__ACTIVITY__
Which lines of the entries contain the string "below"? Copy each of them.

---------- PROVIDED DATA

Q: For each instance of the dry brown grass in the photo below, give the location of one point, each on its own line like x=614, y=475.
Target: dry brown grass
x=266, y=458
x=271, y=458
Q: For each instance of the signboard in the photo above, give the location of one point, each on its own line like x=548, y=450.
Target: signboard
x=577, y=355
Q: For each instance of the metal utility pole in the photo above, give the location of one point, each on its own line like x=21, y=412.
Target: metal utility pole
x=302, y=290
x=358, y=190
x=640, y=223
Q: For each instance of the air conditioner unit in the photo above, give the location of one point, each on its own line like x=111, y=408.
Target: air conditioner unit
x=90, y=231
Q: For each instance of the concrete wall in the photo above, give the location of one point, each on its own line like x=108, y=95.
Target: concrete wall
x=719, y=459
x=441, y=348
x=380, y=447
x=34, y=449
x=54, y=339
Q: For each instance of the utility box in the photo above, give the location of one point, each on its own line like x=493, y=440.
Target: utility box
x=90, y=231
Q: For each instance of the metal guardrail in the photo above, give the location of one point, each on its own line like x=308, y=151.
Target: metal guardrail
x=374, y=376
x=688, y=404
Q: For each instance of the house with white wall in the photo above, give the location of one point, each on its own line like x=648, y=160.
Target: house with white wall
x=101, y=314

--------------------
---------- PROVIDED DATA

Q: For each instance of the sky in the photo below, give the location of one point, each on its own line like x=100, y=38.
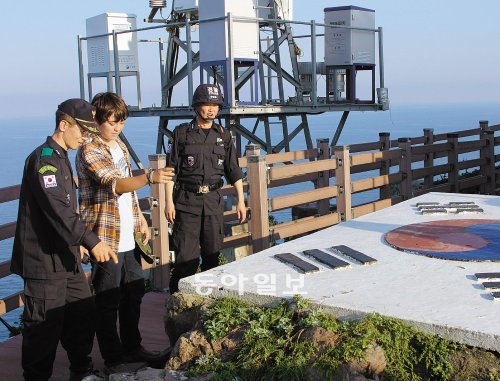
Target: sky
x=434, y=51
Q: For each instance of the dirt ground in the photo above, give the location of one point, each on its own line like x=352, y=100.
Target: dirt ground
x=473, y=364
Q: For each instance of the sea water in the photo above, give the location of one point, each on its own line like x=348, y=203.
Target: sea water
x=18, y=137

--------------------
---------- PROVIDED DATA

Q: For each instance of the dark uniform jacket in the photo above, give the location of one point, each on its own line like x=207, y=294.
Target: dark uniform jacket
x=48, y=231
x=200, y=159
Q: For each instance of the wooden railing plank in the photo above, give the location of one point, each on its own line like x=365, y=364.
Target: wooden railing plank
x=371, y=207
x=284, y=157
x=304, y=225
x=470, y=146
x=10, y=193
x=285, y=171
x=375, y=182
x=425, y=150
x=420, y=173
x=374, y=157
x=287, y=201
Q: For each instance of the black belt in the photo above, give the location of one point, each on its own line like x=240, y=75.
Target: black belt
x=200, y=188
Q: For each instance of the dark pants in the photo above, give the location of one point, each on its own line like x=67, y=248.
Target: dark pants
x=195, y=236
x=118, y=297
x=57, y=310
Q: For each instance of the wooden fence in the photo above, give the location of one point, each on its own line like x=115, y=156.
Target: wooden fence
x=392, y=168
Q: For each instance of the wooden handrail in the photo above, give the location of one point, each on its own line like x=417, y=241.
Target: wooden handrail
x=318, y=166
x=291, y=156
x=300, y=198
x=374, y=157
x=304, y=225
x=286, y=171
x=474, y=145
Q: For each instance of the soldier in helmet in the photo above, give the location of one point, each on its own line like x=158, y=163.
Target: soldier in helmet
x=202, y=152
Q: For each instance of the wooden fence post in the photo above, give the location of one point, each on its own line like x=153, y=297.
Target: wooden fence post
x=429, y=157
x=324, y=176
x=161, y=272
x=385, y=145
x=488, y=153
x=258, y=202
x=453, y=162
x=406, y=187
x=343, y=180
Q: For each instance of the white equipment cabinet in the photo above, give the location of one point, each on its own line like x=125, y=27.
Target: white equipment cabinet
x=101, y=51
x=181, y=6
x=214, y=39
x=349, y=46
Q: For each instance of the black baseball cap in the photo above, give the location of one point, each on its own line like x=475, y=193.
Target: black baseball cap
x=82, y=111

--------------------

__ANSWER TO THIS EXERCISE__
Q: For each instance of the dry brown grass in the photo below, give the location of one point, each on its own line like x=614, y=475.
Q: For each instance of the sky in the photo below, give the location of one point, each on its own line like x=100, y=38.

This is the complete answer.